The Ultimates: Super-Human TPB
By Mark Millar, Bryan Hitch, Andrew Curry, Paul Mounts and Chris Eliopoulos
Published by Marvel Comics
Now you can read The Ultimates as it was meant to be read. Mark Millar's pacing of this, his best (albeit twisted) work, has clearly not been suited to a monthly format. I've been buying the floppies because Bryan Hitch is one of my favourite pencillers and I have enjoyed the book on its (alleged) monthly schedule, but this collected version of Millar and Hitch's first story-arc reads best in one sitting.
Hitch's status as my favourite superhero penciller (believe me, that's a short list) is secure, although his work here seems little more rushed and rougher than his Authority run. It's a safe bet that I would not have even read The Ultimates when it debuted if it had been in the hands of another artist. Millar's Ultimate X-Men leaves me cold (more on that in a bit), and his Authority was troublesome as well (more on that, too). But Hitch's spectacular page design, and the level of detail he brings to the book, would sell me even if Millar's scripts weren't up to snuff (which they are). Hitch and inker Andrew Curry depict some amazing scenes here -- the Hulk on a real rampage through New York, or a psychotic inventor's serial-killer stare as he utilizes a new piece of equipment for a terrible new purpose -- with a seeming ease that marks this as one of the best looking monthly comic books on the stands. There's a new level of realism to Hitch's work that takes it even further from its Alan Davis/Jose Luis Garcia-Lopez influenced roots and into a new, more mature and assured realm.
------------------------------------
** WORK INSTRUCTIONS **
A. Rewrite the part of the review starting at "The Ultimates: Super-Human" and ending at "in one sitting.", replacing "floppies" with "single issues".
B. Who does the review name as the inker working with Hitch?
C. Why does the review say the collected edition is best read in one sitting?
------------------------------------
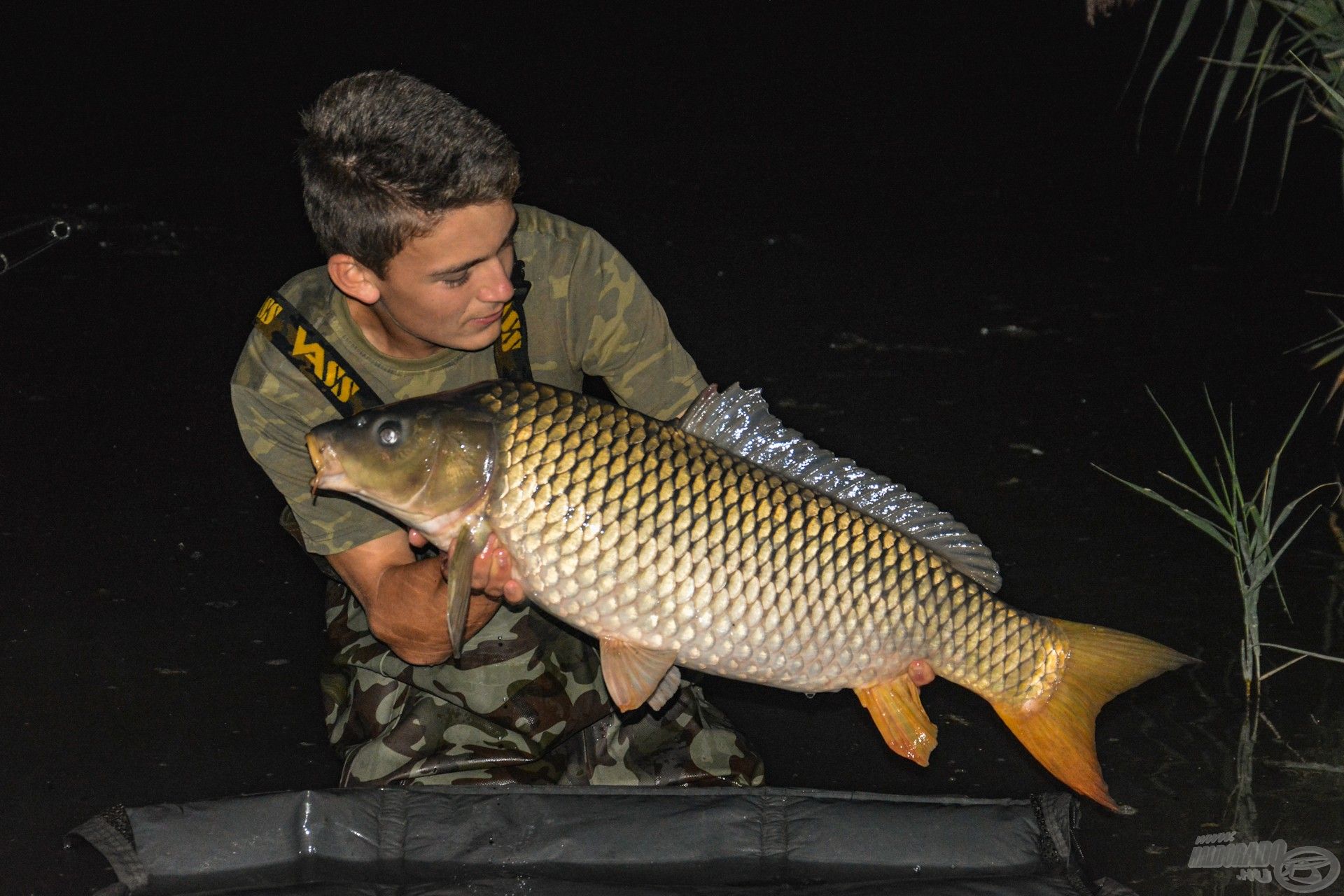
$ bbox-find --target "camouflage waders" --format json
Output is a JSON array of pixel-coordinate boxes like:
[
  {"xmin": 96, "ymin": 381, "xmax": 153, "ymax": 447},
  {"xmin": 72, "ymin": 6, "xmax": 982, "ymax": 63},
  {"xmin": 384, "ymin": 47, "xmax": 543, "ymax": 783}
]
------------------------------------
** OUTPUTS **
A.
The Ultimates: Super-Human TPB
By Mark Millar, Bryan Hitch, Andrew Curry, Paul Mounts and Chris Eliopoulos
Published by Marvel Comics
Now you can read The Ultimates as it was meant to be read. Mark Millar's pacing of this, his best (albeit twisted) work, has clearly not been suited to a monthly format. I've been buying the single issues because Bryan Hitch is one of my favourite pencillers and I have enjoyed the book on its (alleged) monthly schedule, but this collected version of Millar and Hitch's first story-arc reads best in one sitting.

B. Andrew Curry.

C. Mark Millar's pacing of the story has not suited a monthly format. His first story arc with Hitch therefore reads best as one collected volume.